**Referring expression pointing data**:
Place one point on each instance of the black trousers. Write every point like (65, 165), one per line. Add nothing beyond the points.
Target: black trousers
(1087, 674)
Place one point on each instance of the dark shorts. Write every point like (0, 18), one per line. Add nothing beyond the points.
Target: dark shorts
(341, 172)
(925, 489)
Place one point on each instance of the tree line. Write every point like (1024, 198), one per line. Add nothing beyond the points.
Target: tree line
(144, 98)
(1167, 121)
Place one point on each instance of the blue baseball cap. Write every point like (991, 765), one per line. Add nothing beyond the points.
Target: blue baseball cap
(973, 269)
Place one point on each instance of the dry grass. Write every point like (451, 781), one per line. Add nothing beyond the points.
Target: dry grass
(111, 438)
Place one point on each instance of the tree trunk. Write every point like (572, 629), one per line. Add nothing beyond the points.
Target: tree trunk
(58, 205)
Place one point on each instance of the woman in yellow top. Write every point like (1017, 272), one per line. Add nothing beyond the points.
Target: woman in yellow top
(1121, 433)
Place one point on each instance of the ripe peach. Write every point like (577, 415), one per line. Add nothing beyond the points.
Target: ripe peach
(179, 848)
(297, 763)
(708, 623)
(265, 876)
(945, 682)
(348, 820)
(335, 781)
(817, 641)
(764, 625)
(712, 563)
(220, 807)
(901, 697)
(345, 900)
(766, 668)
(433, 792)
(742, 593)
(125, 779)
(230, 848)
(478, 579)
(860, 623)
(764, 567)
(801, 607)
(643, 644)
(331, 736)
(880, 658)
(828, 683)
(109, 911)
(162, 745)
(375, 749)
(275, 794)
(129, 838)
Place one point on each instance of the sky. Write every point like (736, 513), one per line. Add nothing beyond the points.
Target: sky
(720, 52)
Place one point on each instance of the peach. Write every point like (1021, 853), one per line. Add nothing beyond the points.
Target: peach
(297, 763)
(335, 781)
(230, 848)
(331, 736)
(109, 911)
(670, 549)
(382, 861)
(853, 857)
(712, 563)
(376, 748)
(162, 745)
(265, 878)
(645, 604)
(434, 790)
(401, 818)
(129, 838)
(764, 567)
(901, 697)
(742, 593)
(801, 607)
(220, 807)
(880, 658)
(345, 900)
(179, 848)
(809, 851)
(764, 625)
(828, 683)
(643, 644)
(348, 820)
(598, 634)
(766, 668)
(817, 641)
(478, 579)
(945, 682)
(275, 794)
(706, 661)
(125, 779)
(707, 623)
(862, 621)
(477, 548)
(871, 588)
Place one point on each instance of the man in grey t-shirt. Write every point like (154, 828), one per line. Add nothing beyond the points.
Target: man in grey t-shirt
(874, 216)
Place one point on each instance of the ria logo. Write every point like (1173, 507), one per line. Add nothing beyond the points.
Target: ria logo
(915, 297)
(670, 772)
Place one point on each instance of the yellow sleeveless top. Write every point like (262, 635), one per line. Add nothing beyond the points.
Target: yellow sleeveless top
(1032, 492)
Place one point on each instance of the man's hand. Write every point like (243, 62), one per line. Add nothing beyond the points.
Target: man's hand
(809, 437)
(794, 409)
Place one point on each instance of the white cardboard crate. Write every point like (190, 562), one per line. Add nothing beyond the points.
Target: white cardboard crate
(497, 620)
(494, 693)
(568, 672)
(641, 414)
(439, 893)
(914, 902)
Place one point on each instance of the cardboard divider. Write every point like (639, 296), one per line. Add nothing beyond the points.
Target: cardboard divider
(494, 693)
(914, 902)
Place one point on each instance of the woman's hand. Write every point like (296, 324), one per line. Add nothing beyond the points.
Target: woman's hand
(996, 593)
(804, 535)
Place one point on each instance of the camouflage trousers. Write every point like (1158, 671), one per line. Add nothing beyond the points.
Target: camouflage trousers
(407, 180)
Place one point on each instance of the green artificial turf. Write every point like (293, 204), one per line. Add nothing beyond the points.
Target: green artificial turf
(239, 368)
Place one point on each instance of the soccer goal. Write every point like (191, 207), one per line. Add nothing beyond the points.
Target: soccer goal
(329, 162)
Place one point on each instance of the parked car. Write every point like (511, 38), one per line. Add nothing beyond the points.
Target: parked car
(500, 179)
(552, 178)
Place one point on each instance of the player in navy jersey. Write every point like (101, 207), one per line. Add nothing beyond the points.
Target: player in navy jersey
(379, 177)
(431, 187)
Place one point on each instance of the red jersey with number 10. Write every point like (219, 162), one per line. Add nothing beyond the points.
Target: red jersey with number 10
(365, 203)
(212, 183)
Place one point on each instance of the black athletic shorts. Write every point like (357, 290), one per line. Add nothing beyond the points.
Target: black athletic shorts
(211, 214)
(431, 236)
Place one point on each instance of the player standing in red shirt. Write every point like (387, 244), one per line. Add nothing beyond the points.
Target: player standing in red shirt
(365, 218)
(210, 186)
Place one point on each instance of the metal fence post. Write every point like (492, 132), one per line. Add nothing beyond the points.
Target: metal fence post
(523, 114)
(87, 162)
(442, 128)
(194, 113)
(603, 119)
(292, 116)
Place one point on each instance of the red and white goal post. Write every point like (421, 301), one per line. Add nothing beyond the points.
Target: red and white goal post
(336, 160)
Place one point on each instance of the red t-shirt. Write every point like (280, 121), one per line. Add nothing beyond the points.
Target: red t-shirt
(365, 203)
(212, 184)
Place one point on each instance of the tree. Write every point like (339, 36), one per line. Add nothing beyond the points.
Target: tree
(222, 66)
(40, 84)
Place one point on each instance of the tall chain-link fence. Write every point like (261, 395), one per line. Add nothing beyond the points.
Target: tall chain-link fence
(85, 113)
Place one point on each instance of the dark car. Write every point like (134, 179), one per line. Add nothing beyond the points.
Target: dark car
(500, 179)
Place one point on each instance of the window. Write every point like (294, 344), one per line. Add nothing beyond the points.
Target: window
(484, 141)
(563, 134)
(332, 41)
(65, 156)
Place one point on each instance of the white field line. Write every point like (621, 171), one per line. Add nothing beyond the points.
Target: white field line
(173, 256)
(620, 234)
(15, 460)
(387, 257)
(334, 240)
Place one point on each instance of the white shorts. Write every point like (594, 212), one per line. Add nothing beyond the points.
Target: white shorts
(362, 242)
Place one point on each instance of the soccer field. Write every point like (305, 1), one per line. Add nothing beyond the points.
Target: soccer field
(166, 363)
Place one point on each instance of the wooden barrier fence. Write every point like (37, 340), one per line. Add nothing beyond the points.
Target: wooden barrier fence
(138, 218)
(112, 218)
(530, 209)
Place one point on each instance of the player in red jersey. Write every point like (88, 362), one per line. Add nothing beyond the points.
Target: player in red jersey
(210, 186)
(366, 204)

**Goal of the exercise**:
Write out all the entries exactly.

**Written response**:
Place one point on each instance of the black trousers. Write every point like (65, 165), one per line. Add nothing beyond the points.
Target: black trousers
(1087, 674)
Place one point on each instance of the dark shorts. Write every point like (0, 18), one per line. Add nothing beyond the points.
Target: dark shorts
(341, 172)
(925, 489)
Place one point on each instance of the tree line. Write every point like (1024, 198), one per line. Add nothing beyond the points.
Target: tree line
(144, 98)
(1167, 121)
Place one point on each instance of the blue baseball cap. Write every point like (991, 765), one per line. Add nothing beyond the points.
Target: blue baseball cap
(973, 269)
Place one point on each instance of the dry grass. Write every point like (451, 781), one per line. Add nothing beyond the points.
Target: dry grass
(111, 438)
Place one point on each instance of the tree trunk. Write every point like (572, 629), one per line. Add nothing beyond the points.
Target: tree trunk
(58, 205)
Place one point on each instance of the woman in yellow top. Write every point like (1017, 272), one per line. Add nothing beyond the points.
Target: woman in yellow top
(1121, 433)
Place one point on each instance of the ripe peach. Write every point like (577, 415), one per line. Add nothing beyond the points.
Target: ripe peach
(179, 848)
(297, 763)
(708, 623)
(265, 876)
(945, 682)
(348, 820)
(335, 781)
(817, 641)
(764, 625)
(712, 563)
(220, 807)
(901, 697)
(345, 900)
(766, 668)
(433, 792)
(742, 593)
(125, 779)
(230, 848)
(478, 579)
(860, 623)
(764, 567)
(801, 607)
(643, 644)
(331, 736)
(880, 658)
(828, 683)
(109, 911)
(162, 745)
(375, 749)
(275, 794)
(129, 838)
Place one point on each instance of the sky. Write every point like (736, 513), one per line. Add nothing beyond the points.
Target: sky
(720, 52)
Place one point on each instance of the peach. Write every point like (1021, 853), one per line. Add nothing beyond the points.
Target: peach
(297, 763)
(335, 781)
(230, 848)
(331, 736)
(109, 911)
(670, 549)
(382, 861)
(853, 857)
(712, 563)
(376, 748)
(162, 745)
(265, 878)
(645, 604)
(434, 790)
(401, 818)
(129, 838)
(764, 567)
(901, 697)
(742, 593)
(801, 607)
(220, 807)
(880, 658)
(345, 900)
(179, 848)
(809, 851)
(764, 625)
(828, 683)
(643, 644)
(348, 820)
(598, 634)
(766, 668)
(817, 641)
(478, 579)
(945, 682)
(275, 794)
(706, 661)
(125, 779)
(707, 623)
(862, 621)
(477, 548)
(871, 588)
Place one point on each instance of the man in grey t-shirt. Write every point like (154, 828), one per line. Add nothing beyond the points.
Target: man in grey t-shirt
(874, 216)
Place one point on each instance of the ria logo. Write every point like (1173, 507), one per line. Add nothing beyond the points.
Target: ria logo
(915, 297)
(670, 772)
Place one point on each instance of the yellow sleeveless top. Write every point like (262, 635), one per line. Add nothing beyond the points.
Target: yellow sleeveless top
(1032, 492)
Place one point on each instance of the man's hand. Write every point like (243, 62), one per line. Add nothing beyond the points.
Target: man's hand
(809, 437)
(794, 409)
Place one point on each instance of the white cardboard crate. Write every point like (190, 562), one per line. Add nothing beyond the points.
Target: white cardboard crate
(497, 620)
(494, 693)
(568, 672)
(641, 414)
(439, 893)
(914, 902)
Place one point on each instance of the cardboard divider. Write every point like (639, 296), one per line. Add nothing beyond the points.
Target: cardboard divider
(494, 693)
(914, 902)
Place one point on each instance of the woman's hand. Write every point like (296, 324), one per line. Add nothing beyond the points.
Target: woman's hand
(996, 593)
(804, 535)
Place one point on each instance of the camouflage trousers. Write every point like (1158, 671), one per line. Add nothing beyond the points.
Target: camouflage trousers
(407, 180)
Place one point on each instance of the green artificial turf. Write every point like (293, 204), one per line. Add nothing beyond the points.
Target: green artificial turf
(239, 368)
Place one point on each instance of the soccer goal. Write every point like (191, 207), one per line. Add nothing beyond the points.
Target: soccer goal
(329, 162)
Place one point on each instance of the parked car. Write every point like (511, 38), one per line. Add nothing beyond the points.
Target: parked car
(500, 179)
(552, 178)
Place one point on each instance of the player in navy jersey. Write every point like (101, 207), one per line. Add nothing beyond the points.
Target: player in navy jersey
(379, 177)
(431, 187)
Place one point on each instance of the red jersey with number 10. Write every point like (219, 162), one per line. Add nothing beyond the points.
Target: red jersey with number 10
(365, 203)
(212, 183)
Place one point on each instance of the black athletic shorts. Write every point like (357, 290), one per line. Add nothing beyond the points.
Target: black athletic shorts
(211, 214)
(431, 236)
Place one point on each instance of the player standing in red shirt. Write every point like (387, 244), one per line. Add nothing beyond the points.
Target: player standing in red shirt
(365, 218)
(210, 186)
Place one point on each instance of the metal fence post. Write every point like (492, 132), one per line. Add nothing beyond the points.
Target: metal fence post
(523, 114)
(87, 162)
(442, 128)
(194, 113)
(603, 119)
(292, 116)
Place one point on each instance of the red and white goal post. Write every point like (421, 301), one per line. Add nothing beyond the points.
Target: red and white goal post
(336, 160)
Place one point on each instance of the red t-shirt. Write every point like (280, 121), one per line. Add nothing beyond the points.
Target: red t-shirt
(365, 203)
(212, 184)
Place one point on each instance of the tree. Write every point like (339, 36), one per line. Add nothing beyond the points.
Target: tree
(222, 66)
(40, 84)
Place one point on each instance of the tall chain-link fence. Write every point like (261, 395), one per line. Add nothing beyond the points.
Target: tall chain-link fence
(85, 113)
Place one point on each instance of the dark car. Write every point like (134, 179), one per line. Add nothing beyond the points.
Target: dark car
(500, 179)
Place one point on each instance of the window. Write every point like (294, 344), one per line. Add nothing beyond the points.
Target: window
(484, 141)
(563, 134)
(332, 41)
(65, 156)
Place one point on each instance of the white field line. Write every point like (621, 171), one per line. Add nothing beyond the points.
Target: white field line
(173, 256)
(620, 234)
(15, 460)
(387, 257)
(334, 240)
Place one point on each instance of the white shorts. Write every point like (594, 212), one per line. Add nothing beyond the points.
Target: white shorts
(362, 242)
Place one point on each instance of the soccer field. Write every point like (305, 1), one per line. Add nothing beyond the points.
Target: soccer field
(166, 363)
Place one point on each instance of the wooden barrier fence. Write every point like (37, 340), one per line. Add nothing beyond the points.
Target: wooden barrier fence
(138, 218)
(112, 218)
(530, 209)
Place one point on each instance of the player in red jersey. Write every point like (88, 362), one per line. Add nothing beyond the points.
Target: player in red jersey
(210, 186)
(366, 204)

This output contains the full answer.